## PASSAGE GIVEN:
The GFF3 changes will take a few more days to complete. Changing the default feature output format will change the results of more than 70 QA tests each of which needs careful checking.
Alan requested a new facility in ACD to detect whether the user has changed a default value. Peter had added a function ajAcdIsUserdefined which can report whether a value has been set on the command line or in response to a prompt, but this reports a change where the default value has been specified (common with boolean qualifiers). It may be possible to extend this function to compare the final value with the stored default value. Alan will check for possible problems in detecting some command line settings.
Peter will modify acdpretty to preserve ACD comments. At present these are deleted when building pretty formatted output. As we now record the line number of each ACD token when parsing, we can record the location of comments. Whole line comments are easily preserved. Formatting end-of-line comments is more tricky, but should be possible by modifying the right margin of the pretty output.
Peter will revise the processing of default values and user replies to allow a string to have a value containing only a space. This is currently removed from the default value during processing. Some ACD qualifiers for mira require spaces as default values.
Mahmut has been working on "DASGFF" XML output. This format is used by MYDAS DAS annotation servers including the BioSapiens project and EBI's UniProt DAS server. Peter will add any functions needed to identify specific feature classes (e.g. CDS) as these will be useful to update other applications that have feature types hardcoded.

## EXTRACTED ENTRIES:
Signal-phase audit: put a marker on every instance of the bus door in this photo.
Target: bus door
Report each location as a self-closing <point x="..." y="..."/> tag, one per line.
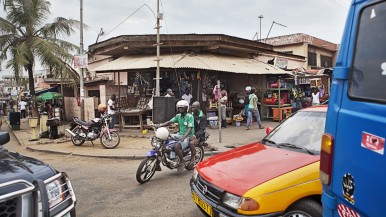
<point x="356" y="117"/>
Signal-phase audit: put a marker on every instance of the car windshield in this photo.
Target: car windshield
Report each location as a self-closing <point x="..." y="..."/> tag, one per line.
<point x="302" y="132"/>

## WHAT YOU WILL DO:
[a] Copy the two rows above line for line, leaving out the pictures.
[b] Write what comes next in the notes on the ACD and GFF3 work, picking up after their final paragraph.

## ANSWERS PROVIDED:
[a]
Signal-phase audit: put a marker on every instance of the bus door in this photo.
Target: bus door
Report each location as a self-closing <point x="..." y="..."/> tag, one per line.
<point x="356" y="117"/>
Signal-phase audit: put a marker on every instance of the car windshield in this photo.
Target: car windshield
Report each location as a self-closing <point x="..." y="..."/> tag, one per line.
<point x="302" y="132"/>

[b]
DAS2 can be considered in future when it becomes established.
Mahmut found a problem with the AppLab server which was fixed by running jmap. This indicates something that was fixed by starting memory monitoring, possibly locking of ports that were freed by garbage collection or threads waiting for a signal. The server will be updated to the latest Java 6.0 update on the next restart.
A user has produced an emacs mode for editing ACD files. Alan will contact him to possibly merge in the EMBOSS C style.
Alan has produced a fix for the primer3_core launch problem on Windows and is waiting for confirmation from the user who originally reported the problem. The suspected cause was a pipe locking issue in the operating system calls.
Jon has committed the latest revisions of the book text and templates.
Alan will add an extra column to Eamino.dat for monoisotopic residue weights and a boolean command line option to direct applications to use average or monoisotopic weights. Average values are used for gel digests. Monoisotopic values are required for mass spectrometry analysis.
The next meeting is on Monday 17th September.